• [What you need to do]:
Pull out each line in the records below that contains the string "boot", and list those lines as they appear.

==============================

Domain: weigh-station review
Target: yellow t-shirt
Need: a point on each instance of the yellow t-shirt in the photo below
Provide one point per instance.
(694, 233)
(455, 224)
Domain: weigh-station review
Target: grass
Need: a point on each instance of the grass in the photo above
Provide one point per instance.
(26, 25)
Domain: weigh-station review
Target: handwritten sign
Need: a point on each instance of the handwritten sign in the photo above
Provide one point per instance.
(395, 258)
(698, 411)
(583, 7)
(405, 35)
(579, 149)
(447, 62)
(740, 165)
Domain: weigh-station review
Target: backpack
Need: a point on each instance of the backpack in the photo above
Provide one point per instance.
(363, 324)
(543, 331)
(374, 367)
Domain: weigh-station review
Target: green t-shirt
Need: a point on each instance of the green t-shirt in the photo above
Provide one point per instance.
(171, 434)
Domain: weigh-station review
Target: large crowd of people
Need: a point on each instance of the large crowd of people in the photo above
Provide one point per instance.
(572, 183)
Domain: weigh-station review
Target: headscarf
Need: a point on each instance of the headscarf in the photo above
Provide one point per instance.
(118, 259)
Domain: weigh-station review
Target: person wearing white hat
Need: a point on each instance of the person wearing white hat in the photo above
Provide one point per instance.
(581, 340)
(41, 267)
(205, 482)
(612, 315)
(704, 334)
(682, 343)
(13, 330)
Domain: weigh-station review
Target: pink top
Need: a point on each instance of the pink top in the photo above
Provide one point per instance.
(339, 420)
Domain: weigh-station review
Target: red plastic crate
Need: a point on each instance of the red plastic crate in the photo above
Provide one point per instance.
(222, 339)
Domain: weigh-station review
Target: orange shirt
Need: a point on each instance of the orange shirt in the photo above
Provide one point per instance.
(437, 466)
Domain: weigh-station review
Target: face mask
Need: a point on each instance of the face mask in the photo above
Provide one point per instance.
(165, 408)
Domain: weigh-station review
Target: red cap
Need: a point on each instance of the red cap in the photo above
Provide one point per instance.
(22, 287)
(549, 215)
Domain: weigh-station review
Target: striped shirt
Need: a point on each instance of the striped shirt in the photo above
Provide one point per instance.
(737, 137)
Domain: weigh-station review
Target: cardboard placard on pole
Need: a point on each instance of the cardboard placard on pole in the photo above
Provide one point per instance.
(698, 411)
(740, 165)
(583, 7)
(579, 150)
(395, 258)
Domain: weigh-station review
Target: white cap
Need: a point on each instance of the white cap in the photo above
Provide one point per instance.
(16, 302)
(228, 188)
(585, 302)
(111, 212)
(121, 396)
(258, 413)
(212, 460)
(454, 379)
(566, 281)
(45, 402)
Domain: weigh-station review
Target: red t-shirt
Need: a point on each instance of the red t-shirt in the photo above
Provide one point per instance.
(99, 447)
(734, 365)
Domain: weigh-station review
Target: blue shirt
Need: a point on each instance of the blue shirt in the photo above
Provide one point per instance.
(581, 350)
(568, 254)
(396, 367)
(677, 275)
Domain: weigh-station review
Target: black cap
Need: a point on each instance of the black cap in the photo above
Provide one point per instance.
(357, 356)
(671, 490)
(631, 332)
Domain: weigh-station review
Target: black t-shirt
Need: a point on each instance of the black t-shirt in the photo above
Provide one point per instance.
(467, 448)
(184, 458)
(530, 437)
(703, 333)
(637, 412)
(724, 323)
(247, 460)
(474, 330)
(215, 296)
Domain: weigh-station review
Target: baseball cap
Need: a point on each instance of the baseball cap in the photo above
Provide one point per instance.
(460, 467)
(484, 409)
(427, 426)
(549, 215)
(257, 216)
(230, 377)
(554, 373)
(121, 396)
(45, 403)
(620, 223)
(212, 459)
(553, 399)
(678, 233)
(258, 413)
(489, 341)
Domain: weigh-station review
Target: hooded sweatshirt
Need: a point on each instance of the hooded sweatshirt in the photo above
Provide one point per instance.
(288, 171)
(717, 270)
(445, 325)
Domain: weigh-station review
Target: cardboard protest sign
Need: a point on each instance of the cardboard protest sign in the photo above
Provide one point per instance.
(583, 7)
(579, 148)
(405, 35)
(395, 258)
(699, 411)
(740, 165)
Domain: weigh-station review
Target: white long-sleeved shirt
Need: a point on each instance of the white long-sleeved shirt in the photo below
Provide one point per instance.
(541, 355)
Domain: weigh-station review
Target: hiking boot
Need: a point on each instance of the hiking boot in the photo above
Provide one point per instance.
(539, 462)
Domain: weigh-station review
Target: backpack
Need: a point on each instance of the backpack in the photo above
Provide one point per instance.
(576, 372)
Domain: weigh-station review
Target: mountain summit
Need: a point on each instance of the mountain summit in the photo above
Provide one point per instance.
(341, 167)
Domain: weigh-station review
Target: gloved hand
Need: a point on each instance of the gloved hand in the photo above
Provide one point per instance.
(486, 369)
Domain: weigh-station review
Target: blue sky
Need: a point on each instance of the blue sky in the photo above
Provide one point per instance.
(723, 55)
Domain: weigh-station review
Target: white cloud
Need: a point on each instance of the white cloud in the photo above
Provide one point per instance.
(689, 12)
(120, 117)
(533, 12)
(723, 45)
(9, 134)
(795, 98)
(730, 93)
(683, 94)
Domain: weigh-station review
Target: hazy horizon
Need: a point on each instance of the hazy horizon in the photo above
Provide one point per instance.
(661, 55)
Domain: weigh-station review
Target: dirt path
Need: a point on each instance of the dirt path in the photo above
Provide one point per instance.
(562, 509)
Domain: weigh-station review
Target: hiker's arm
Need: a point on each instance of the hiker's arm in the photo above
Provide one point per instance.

==============================

• [Completed task]:
Target: hiking boot
Need: a point on each instance of the hiking boot in the photo above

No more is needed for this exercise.